**Source extract:**

Khok: Nutrition remembered

Who remembers National Iced Tea Day or Shrimp Day or Nutrition Month? Not I, to my shame, ever since The Great Pandemic of the 21st Century struck the world.

I forgot the celebrations that baste color on some days each month. Even within the strict boundaries of the extreme lockdown, nutrition must not be restricted.

Even with limited resources caused by layoffs or scheduled work days, homemakers can find ways to maximize the little they earn.

Green. Keep on stock fresh goods with long shelf life to ensure a healthy diet. Buy green cooking bananas (cardaba or sab-a), and ripen them slowly. These bananas are versatile. They double as table bananas when ripe or as nutritious extenders for humba, afritada, estofado, caldereta and pochero. When fried whole, frittered, stuffed, candied, boiled or made into turon, cooking bananas make supreme snacks.

**Recorded data:**
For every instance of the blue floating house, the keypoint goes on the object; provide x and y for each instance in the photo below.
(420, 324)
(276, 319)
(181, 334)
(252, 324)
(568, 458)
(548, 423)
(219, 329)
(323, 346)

**Work to complete:**
1. Which two kinds of cooking bananas does the nutrition column recommend buying green?
2. Continue the nutrition column from its final sentence.
The entries are separate material and form no part of the nutrition column.

**Responses for each task:**
1. Cardaba or sab-a.

2.
Buy ripe, semi-ripe and green tomatoes to ripen for long storage. Many garden foods do well without refrigeration. Pick blemish-free items. Soak them in water after washing, then pat dry before packing loosely in cheesecloth, cotton or hand-woven cloth mats.

Check them daily. Give them 10-minute soaking, and pat them dry before re-wrapping.

Eggplants can stay fresh for three days this way. Apples and pears, packed in their jackets, stay fine up to five days when stored in a rice server. Mangoes stuffed in fruit jackets can stand long storage. Kamunggay (wash the whole bunch first) can be kept a day more if you cut the stems a little, place them in a drinking glass with a little water and cover them with cloth.

Potatoes and the like, uncut squash and cucumber can stay fine with this method.